*** Document extract ***

This was the first time we've put together a daily route for the entire tour. If you've read along you'll know that we liberally copied routes and specific gps tracks from a host of other Cycle Blazers so the process of creating a daily route was very easy.

We will certainly do this for future trips as it gave us a really good structure for the tour. Having a defined daily route didn't mean that we slavishly stuck to it though. We often changed the route on the fly or in a few cases, changed it completely and went somewhere else. However, the rigour of having a detailed plan to start with took a big underlying stress factor out of the whole tour.

So I guess you can teach an old dog new tricks. This was something new for us and it's something we'll stick with.

We'll also use the 'copy and paste' / K-tel Greatest Hits method for overall touring planning as well. The reality is that we will very likely be touring in areas that many other Blazers have already been. When we see something great that someone else has already done we won't try and reinvent the wheel. A RWGPS file export with a few tweaks if necessary will work just fine. We will inevitably have days where we make our own routes as part of the overall tour, and hopefully they will be good enough to inspire others to copy them too;)

This tour was, in general, well off of the 'major touring routes' and was 90% or more on small roads as opposed to dedicated bike routes / infrastructure. For Southern France and Spain this proved to be ideal as these 'small' roads were almost always completely devoid of motor vehicles. Once again, these types of roads will be a key feature of future tours. Dedicated bike routes are great, but not always necessary for a great and safe tour.

***

● Short problem 1
According to the cycling tour write-up, what share of the tour was on small roads rather than dedicated bike routes?
● Short problem 2
Print the stretch of the cycling tour write-up from "We'll also use" through "copy them too;)".

*** Entries shown ***

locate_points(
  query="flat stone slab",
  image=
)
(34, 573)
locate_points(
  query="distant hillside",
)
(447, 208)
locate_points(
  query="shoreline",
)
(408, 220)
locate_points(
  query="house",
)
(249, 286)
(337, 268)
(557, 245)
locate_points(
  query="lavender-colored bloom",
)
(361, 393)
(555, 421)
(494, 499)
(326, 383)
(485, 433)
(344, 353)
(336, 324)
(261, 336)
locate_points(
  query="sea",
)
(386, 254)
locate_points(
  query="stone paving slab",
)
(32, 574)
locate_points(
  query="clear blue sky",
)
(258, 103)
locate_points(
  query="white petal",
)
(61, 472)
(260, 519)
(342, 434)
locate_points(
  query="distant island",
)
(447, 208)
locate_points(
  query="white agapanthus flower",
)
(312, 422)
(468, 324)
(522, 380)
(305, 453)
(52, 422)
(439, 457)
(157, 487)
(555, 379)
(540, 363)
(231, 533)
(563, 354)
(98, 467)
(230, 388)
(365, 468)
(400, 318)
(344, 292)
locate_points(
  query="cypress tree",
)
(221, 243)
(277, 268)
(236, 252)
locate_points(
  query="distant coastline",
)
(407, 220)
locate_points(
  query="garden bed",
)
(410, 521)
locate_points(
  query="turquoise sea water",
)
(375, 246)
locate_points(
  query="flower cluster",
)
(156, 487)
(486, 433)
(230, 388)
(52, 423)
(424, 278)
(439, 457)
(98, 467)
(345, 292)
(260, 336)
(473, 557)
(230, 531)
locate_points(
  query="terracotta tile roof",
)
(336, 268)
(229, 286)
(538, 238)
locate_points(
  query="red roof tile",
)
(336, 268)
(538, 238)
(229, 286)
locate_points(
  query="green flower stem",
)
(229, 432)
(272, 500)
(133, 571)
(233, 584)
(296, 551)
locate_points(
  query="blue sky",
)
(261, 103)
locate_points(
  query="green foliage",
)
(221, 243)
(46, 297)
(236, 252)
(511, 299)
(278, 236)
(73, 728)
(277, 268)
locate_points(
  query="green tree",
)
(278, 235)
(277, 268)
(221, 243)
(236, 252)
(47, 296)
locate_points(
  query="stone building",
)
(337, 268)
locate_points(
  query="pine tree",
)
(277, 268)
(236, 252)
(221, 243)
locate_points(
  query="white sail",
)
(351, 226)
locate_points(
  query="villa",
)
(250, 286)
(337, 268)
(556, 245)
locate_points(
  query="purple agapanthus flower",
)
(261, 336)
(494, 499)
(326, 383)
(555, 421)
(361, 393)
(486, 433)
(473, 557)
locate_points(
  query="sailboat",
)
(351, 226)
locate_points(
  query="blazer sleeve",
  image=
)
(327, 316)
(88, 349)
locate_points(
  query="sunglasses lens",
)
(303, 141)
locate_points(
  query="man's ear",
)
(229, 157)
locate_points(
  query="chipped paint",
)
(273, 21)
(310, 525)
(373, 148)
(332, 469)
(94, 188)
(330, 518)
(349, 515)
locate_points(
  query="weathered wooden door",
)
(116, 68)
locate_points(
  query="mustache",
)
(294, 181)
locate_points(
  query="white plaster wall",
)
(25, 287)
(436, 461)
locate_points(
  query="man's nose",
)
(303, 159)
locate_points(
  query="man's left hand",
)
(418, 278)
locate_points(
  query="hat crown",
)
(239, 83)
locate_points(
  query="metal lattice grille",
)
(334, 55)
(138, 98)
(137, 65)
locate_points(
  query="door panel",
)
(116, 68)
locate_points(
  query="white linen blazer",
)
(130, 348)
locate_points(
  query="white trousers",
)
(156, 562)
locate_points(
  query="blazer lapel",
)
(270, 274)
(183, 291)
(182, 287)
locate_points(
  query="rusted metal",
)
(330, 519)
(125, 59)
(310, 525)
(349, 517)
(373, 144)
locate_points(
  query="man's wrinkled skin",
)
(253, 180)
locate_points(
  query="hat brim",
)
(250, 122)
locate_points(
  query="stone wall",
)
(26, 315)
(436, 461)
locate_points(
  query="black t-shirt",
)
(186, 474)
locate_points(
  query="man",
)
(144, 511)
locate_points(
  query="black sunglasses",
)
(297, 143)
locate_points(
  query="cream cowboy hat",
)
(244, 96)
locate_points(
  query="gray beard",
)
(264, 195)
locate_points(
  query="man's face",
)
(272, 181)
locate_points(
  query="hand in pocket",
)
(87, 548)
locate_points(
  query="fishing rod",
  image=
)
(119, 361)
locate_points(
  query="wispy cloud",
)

***

● Written answer 1
90% or more.

● Written answer 2
We'll also use the 'copy and paste' / K-tel Greatest Hits method for overall touring planning as well. The reality is that we will very likely be touring in areas that many other Blazers have already been. When we see something great that someone else has already done we won't try and reinvent the wheel. A RWGPS file export with a few tweaks if necessary will work just fine. We will inevitably have days where we make our own routes as part of the overall tour, and hopefully they will be good enough to inspire others to copy them too;)